--- BEGIN Given information ---

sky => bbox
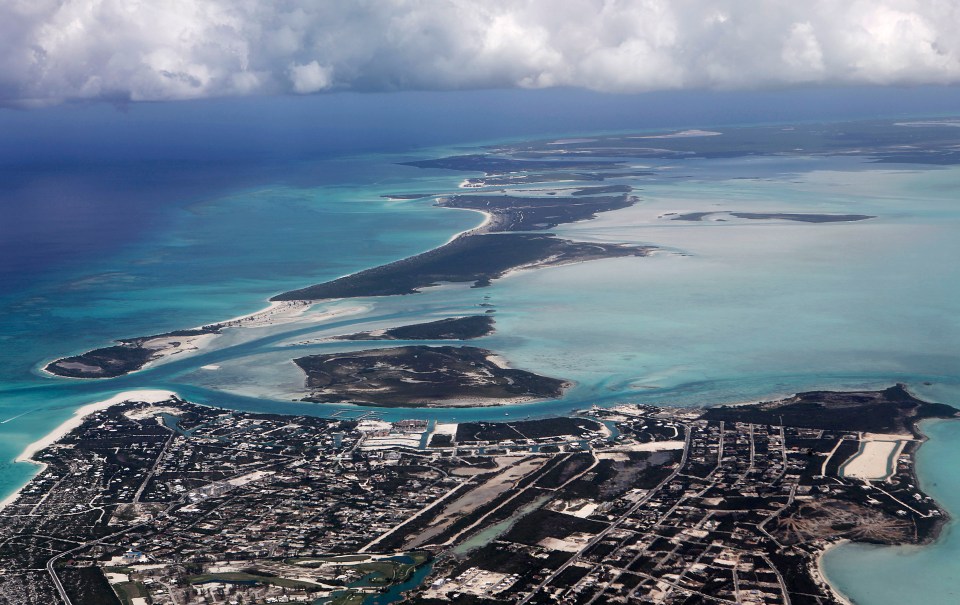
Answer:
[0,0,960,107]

--- END Given information ---
--- BEGIN Given information ---

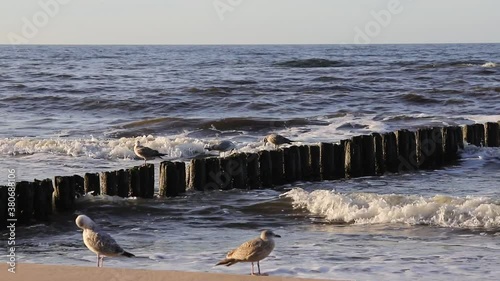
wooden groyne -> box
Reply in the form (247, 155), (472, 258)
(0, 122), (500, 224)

--- END Given information ---

## Work to complete
Please render the rows from the line containing "wooden groyne -> box" through the line containing "(0, 122), (500, 224)" as a JSON list of strings, one string per line, with blank lines left out.

## Written reply
[
  "wooden groyne -> box",
  "Reply in the form (247, 155), (472, 258)",
  "(0, 122), (500, 224)"
]